Stored data entries
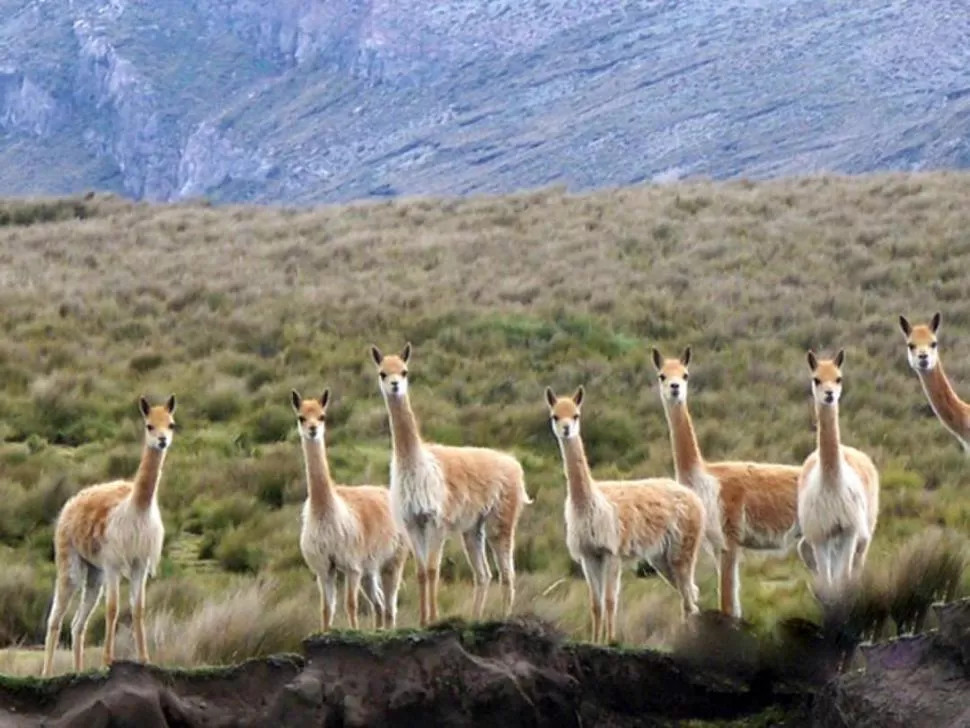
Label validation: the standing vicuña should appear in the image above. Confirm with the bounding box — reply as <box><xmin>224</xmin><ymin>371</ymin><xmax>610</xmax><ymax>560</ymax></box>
<box><xmin>546</xmin><ymin>386</ymin><xmax>705</xmax><ymax>642</ymax></box>
<box><xmin>42</xmin><ymin>395</ymin><xmax>175</xmax><ymax>676</ymax></box>
<box><xmin>899</xmin><ymin>312</ymin><xmax>970</xmax><ymax>455</ymax></box>
<box><xmin>798</xmin><ymin>349</ymin><xmax>879</xmax><ymax>587</ymax></box>
<box><xmin>371</xmin><ymin>343</ymin><xmax>532</xmax><ymax>626</ymax></box>
<box><xmin>290</xmin><ymin>389</ymin><xmax>408</xmax><ymax>631</ymax></box>
<box><xmin>653</xmin><ymin>346</ymin><xmax>801</xmax><ymax>617</ymax></box>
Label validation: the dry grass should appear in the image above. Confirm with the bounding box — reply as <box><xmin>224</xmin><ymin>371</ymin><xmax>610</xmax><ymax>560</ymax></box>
<box><xmin>0</xmin><ymin>174</ymin><xmax>970</xmax><ymax>660</ymax></box>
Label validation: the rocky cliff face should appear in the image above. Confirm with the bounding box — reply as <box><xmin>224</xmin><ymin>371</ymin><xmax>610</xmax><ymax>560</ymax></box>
<box><xmin>0</xmin><ymin>0</ymin><xmax>970</xmax><ymax>202</ymax></box>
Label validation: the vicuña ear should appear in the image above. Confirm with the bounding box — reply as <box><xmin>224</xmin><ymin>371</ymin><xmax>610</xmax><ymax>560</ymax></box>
<box><xmin>546</xmin><ymin>387</ymin><xmax>556</xmax><ymax>407</ymax></box>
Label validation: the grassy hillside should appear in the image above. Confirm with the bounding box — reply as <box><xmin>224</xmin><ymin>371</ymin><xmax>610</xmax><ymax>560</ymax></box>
<box><xmin>0</xmin><ymin>174</ymin><xmax>970</xmax><ymax>669</ymax></box>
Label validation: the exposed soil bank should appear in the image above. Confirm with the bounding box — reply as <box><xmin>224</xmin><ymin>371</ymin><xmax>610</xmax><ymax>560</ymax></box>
<box><xmin>0</xmin><ymin>602</ymin><xmax>970</xmax><ymax>728</ymax></box>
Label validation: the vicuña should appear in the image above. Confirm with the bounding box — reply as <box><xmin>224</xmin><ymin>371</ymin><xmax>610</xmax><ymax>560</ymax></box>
<box><xmin>546</xmin><ymin>386</ymin><xmax>705</xmax><ymax>642</ymax></box>
<box><xmin>371</xmin><ymin>342</ymin><xmax>532</xmax><ymax>626</ymax></box>
<box><xmin>290</xmin><ymin>389</ymin><xmax>408</xmax><ymax>631</ymax></box>
<box><xmin>42</xmin><ymin>394</ymin><xmax>175</xmax><ymax>676</ymax></box>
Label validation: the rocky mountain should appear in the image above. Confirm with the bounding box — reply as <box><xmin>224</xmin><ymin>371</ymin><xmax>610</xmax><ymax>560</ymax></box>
<box><xmin>0</xmin><ymin>0</ymin><xmax>970</xmax><ymax>203</ymax></box>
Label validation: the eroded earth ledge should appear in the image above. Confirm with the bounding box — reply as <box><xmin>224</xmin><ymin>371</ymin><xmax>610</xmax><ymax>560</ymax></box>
<box><xmin>0</xmin><ymin>600</ymin><xmax>970</xmax><ymax>728</ymax></box>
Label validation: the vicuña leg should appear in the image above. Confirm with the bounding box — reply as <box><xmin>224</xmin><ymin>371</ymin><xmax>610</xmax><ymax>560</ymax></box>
<box><xmin>381</xmin><ymin>548</ymin><xmax>408</xmax><ymax>629</ymax></box>
<box><xmin>461</xmin><ymin>521</ymin><xmax>492</xmax><ymax>619</ymax></box>
<box><xmin>407</xmin><ymin>519</ymin><xmax>431</xmax><ymax>627</ymax></box>
<box><xmin>128</xmin><ymin>567</ymin><xmax>148</xmax><ymax>663</ymax></box>
<box><xmin>495</xmin><ymin>531</ymin><xmax>515</xmax><ymax>619</ymax></box>
<box><xmin>580</xmin><ymin>556</ymin><xmax>605</xmax><ymax>644</ymax></box>
<box><xmin>812</xmin><ymin>541</ymin><xmax>833</xmax><ymax>587</ymax></box>
<box><xmin>344</xmin><ymin>569</ymin><xmax>361</xmax><ymax>629</ymax></box>
<box><xmin>673</xmin><ymin>554</ymin><xmax>700</xmax><ymax>621</ymax></box>
<box><xmin>603</xmin><ymin>556</ymin><xmax>623</xmax><ymax>643</ymax></box>
<box><xmin>721</xmin><ymin>545</ymin><xmax>741</xmax><ymax>617</ymax></box>
<box><xmin>101</xmin><ymin>573</ymin><xmax>121</xmax><ymax>667</ymax></box>
<box><xmin>361</xmin><ymin>571</ymin><xmax>386</xmax><ymax>629</ymax></box>
<box><xmin>71</xmin><ymin>566</ymin><xmax>102</xmax><ymax>672</ymax></box>
<box><xmin>317</xmin><ymin>569</ymin><xmax>337</xmax><ymax>632</ymax></box>
<box><xmin>852</xmin><ymin>537</ymin><xmax>872</xmax><ymax>579</ymax></box>
<box><xmin>797</xmin><ymin>538</ymin><xmax>818</xmax><ymax>574</ymax></box>
<box><xmin>428</xmin><ymin>531</ymin><xmax>445</xmax><ymax>622</ymax></box>
<box><xmin>832</xmin><ymin>533</ymin><xmax>856</xmax><ymax>587</ymax></box>
<box><xmin>41</xmin><ymin>564</ymin><xmax>77</xmax><ymax>677</ymax></box>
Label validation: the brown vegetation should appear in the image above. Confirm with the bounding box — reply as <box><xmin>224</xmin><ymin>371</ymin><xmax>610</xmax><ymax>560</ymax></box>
<box><xmin>0</xmin><ymin>173</ymin><xmax>970</xmax><ymax>660</ymax></box>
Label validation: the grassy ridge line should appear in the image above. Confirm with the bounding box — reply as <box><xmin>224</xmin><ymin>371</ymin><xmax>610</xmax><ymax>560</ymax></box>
<box><xmin>0</xmin><ymin>173</ymin><xmax>970</xmax><ymax>656</ymax></box>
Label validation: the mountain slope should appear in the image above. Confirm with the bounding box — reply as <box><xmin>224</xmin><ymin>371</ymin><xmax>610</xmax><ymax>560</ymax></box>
<box><xmin>0</xmin><ymin>0</ymin><xmax>970</xmax><ymax>202</ymax></box>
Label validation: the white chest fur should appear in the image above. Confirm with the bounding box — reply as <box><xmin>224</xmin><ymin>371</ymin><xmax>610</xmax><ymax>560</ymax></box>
<box><xmin>565</xmin><ymin>493</ymin><xmax>620</xmax><ymax>561</ymax></box>
<box><xmin>97</xmin><ymin>499</ymin><xmax>165</xmax><ymax>578</ymax></box>
<box><xmin>300</xmin><ymin>499</ymin><xmax>359</xmax><ymax>574</ymax></box>
<box><xmin>391</xmin><ymin>448</ymin><xmax>447</xmax><ymax>526</ymax></box>
<box><xmin>680</xmin><ymin>468</ymin><xmax>724</xmax><ymax>550</ymax></box>
<box><xmin>798</xmin><ymin>462</ymin><xmax>870</xmax><ymax>543</ymax></box>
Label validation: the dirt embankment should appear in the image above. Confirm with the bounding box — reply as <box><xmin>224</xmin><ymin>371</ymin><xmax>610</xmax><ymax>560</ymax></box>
<box><xmin>0</xmin><ymin>601</ymin><xmax>970</xmax><ymax>728</ymax></box>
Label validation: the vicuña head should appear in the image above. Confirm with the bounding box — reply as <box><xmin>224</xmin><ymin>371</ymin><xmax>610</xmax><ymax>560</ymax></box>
<box><xmin>290</xmin><ymin>389</ymin><xmax>330</xmax><ymax>442</ymax></box>
<box><xmin>138</xmin><ymin>394</ymin><xmax>175</xmax><ymax>450</ymax></box>
<box><xmin>807</xmin><ymin>349</ymin><xmax>845</xmax><ymax>406</ymax></box>
<box><xmin>546</xmin><ymin>384</ymin><xmax>585</xmax><ymax>440</ymax></box>
<box><xmin>370</xmin><ymin>341</ymin><xmax>411</xmax><ymax>397</ymax></box>
<box><xmin>899</xmin><ymin>311</ymin><xmax>942</xmax><ymax>373</ymax></box>
<box><xmin>653</xmin><ymin>346</ymin><xmax>690</xmax><ymax>403</ymax></box>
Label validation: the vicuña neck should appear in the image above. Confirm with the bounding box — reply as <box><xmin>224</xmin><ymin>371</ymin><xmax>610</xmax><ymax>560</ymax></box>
<box><xmin>131</xmin><ymin>445</ymin><xmax>167</xmax><ymax>510</ymax></box>
<box><xmin>559</xmin><ymin>437</ymin><xmax>594</xmax><ymax>508</ymax></box>
<box><xmin>303</xmin><ymin>438</ymin><xmax>335</xmax><ymax>516</ymax></box>
<box><xmin>386</xmin><ymin>396</ymin><xmax>421</xmax><ymax>460</ymax></box>
<box><xmin>919</xmin><ymin>361</ymin><xmax>968</xmax><ymax>434</ymax></box>
<box><xmin>664</xmin><ymin>401</ymin><xmax>704</xmax><ymax>481</ymax></box>
<box><xmin>815</xmin><ymin>404</ymin><xmax>842</xmax><ymax>482</ymax></box>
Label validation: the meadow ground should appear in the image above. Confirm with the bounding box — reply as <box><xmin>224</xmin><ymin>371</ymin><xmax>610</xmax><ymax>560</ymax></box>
<box><xmin>0</xmin><ymin>173</ymin><xmax>970</xmax><ymax>672</ymax></box>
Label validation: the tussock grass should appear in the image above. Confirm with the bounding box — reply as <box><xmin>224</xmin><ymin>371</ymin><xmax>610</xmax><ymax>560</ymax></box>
<box><xmin>0</xmin><ymin>173</ymin><xmax>970</xmax><ymax>660</ymax></box>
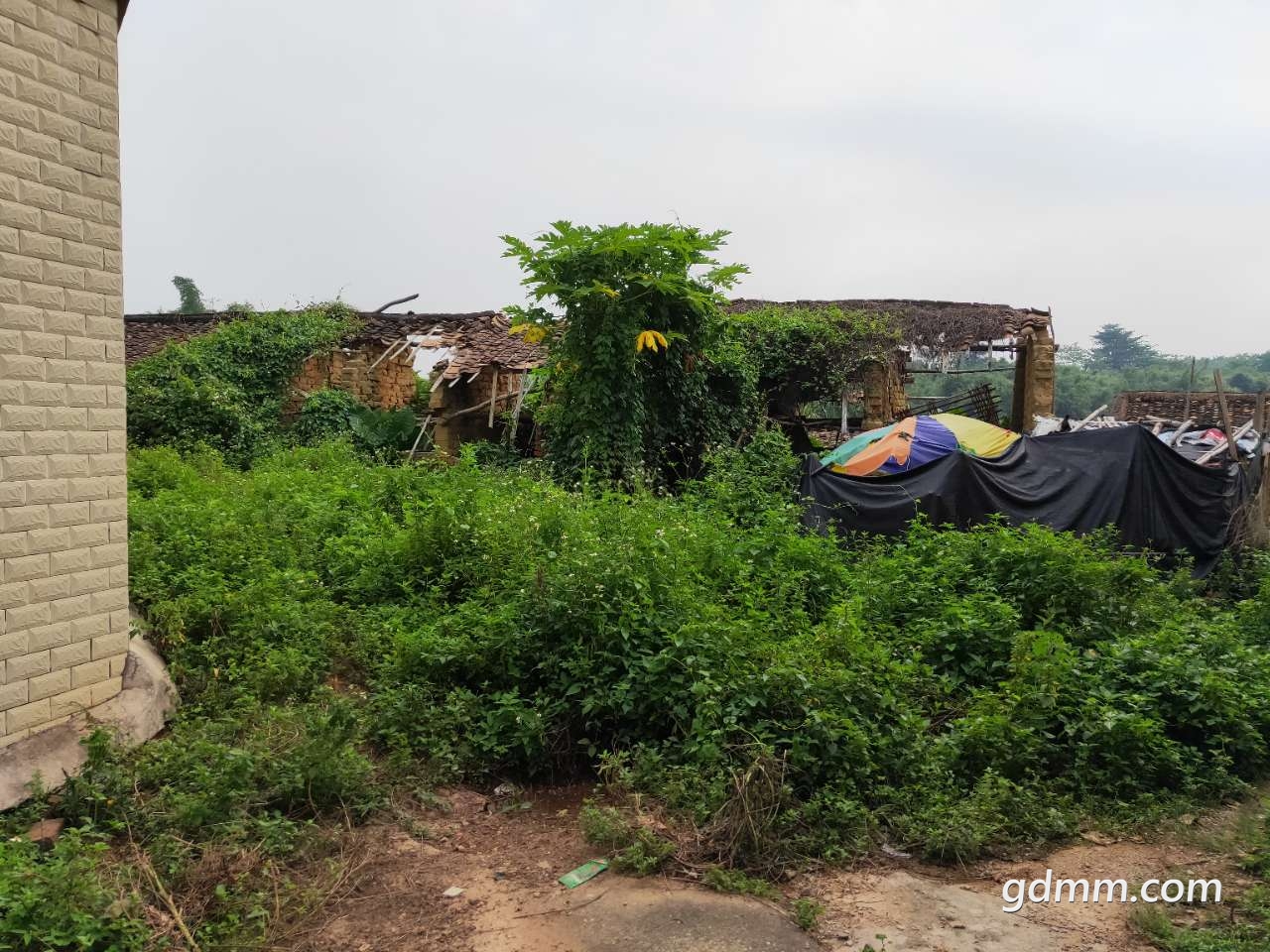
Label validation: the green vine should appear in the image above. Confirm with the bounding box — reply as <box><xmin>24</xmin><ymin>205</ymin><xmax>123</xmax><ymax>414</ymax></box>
<box><xmin>503</xmin><ymin>221</ymin><xmax>756</xmax><ymax>485</ymax></box>
<box><xmin>127</xmin><ymin>303</ymin><xmax>357</xmax><ymax>463</ymax></box>
<box><xmin>726</xmin><ymin>304</ymin><xmax>901</xmax><ymax>416</ymax></box>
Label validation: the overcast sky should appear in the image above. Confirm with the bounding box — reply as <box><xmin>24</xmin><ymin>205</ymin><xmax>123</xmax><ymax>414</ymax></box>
<box><xmin>121</xmin><ymin>0</ymin><xmax>1270</xmax><ymax>354</ymax></box>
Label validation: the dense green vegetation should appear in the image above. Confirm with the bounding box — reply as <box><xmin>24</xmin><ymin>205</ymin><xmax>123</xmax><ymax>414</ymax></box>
<box><xmin>0</xmin><ymin>223</ymin><xmax>1270</xmax><ymax>952</ymax></box>
<box><xmin>503</xmin><ymin>221</ymin><xmax>758</xmax><ymax>488</ymax></box>
<box><xmin>908</xmin><ymin>325</ymin><xmax>1270</xmax><ymax>417</ymax></box>
<box><xmin>10</xmin><ymin>434</ymin><xmax>1270</xmax><ymax>947</ymax></box>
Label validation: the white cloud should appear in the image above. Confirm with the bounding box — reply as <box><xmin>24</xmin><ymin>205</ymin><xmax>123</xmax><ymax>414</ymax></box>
<box><xmin>121</xmin><ymin>0</ymin><xmax>1270</xmax><ymax>353</ymax></box>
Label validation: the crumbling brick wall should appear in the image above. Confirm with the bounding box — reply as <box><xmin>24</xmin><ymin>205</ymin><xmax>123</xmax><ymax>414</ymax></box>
<box><xmin>283</xmin><ymin>341</ymin><xmax>419</xmax><ymax>416</ymax></box>
<box><xmin>0</xmin><ymin>0</ymin><xmax>128</xmax><ymax>747</ymax></box>
<box><xmin>861</xmin><ymin>350</ymin><xmax>908</xmax><ymax>430</ymax></box>
<box><xmin>428</xmin><ymin>366</ymin><xmax>525</xmax><ymax>456</ymax></box>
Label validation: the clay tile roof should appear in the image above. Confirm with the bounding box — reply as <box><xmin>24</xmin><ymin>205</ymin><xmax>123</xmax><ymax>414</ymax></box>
<box><xmin>123</xmin><ymin>311</ymin><xmax>544</xmax><ymax>380</ymax></box>
<box><xmin>123</xmin><ymin>313</ymin><xmax>234</xmax><ymax>363</ymax></box>
<box><xmin>727</xmin><ymin>298</ymin><xmax>1051</xmax><ymax>352</ymax></box>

— What to work on —
Return exactly the lines from the line bearing "Label validation: the overcast" to the end of the records, inclusive of both; include no other lines.

— Answer —
Label validation: the overcast sky should appear in the image above. Confirm with the bounding box — reply as <box><xmin>24</xmin><ymin>205</ymin><xmax>123</xmax><ymax>414</ymax></box>
<box><xmin>121</xmin><ymin>0</ymin><xmax>1270</xmax><ymax>354</ymax></box>
Label validation: the dense green vegetation should appear in the image above. Confirm with the bounding box — reply as <box><xmin>24</xmin><ymin>205</ymin><xmax>123</xmax><ymax>414</ymax></box>
<box><xmin>0</xmin><ymin>223</ymin><xmax>1270</xmax><ymax>952</ymax></box>
<box><xmin>503</xmin><ymin>221</ymin><xmax>758</xmax><ymax>488</ymax></box>
<box><xmin>908</xmin><ymin>325</ymin><xmax>1270</xmax><ymax>417</ymax></box>
<box><xmin>10</xmin><ymin>434</ymin><xmax>1270</xmax><ymax>947</ymax></box>
Label validation: the white cloud should appear in the image above. Confirm with the bounding box — reply as <box><xmin>24</xmin><ymin>205</ymin><xmax>123</xmax><ymax>414</ymax></box>
<box><xmin>121</xmin><ymin>0</ymin><xmax>1270</xmax><ymax>353</ymax></box>
Label validation: the crumbling brick wall should appear in the image above. Confirm with the bounding box — reply as <box><xmin>24</xmin><ymin>205</ymin><xmax>123</xmax><ymax>414</ymax></box>
<box><xmin>283</xmin><ymin>341</ymin><xmax>419</xmax><ymax>416</ymax></box>
<box><xmin>0</xmin><ymin>0</ymin><xmax>128</xmax><ymax>747</ymax></box>
<box><xmin>861</xmin><ymin>350</ymin><xmax>908</xmax><ymax>430</ymax></box>
<box><xmin>428</xmin><ymin>366</ymin><xmax>525</xmax><ymax>456</ymax></box>
Label validation: the clay tile roof should appear in the image above. Confirm with the bounding box — reply as <box><xmin>24</xmin><ymin>205</ymin><xmax>123</xmax><ymax>414</ymax></box>
<box><xmin>123</xmin><ymin>311</ymin><xmax>544</xmax><ymax>380</ymax></box>
<box><xmin>123</xmin><ymin>313</ymin><xmax>234</xmax><ymax>363</ymax></box>
<box><xmin>727</xmin><ymin>298</ymin><xmax>1051</xmax><ymax>352</ymax></box>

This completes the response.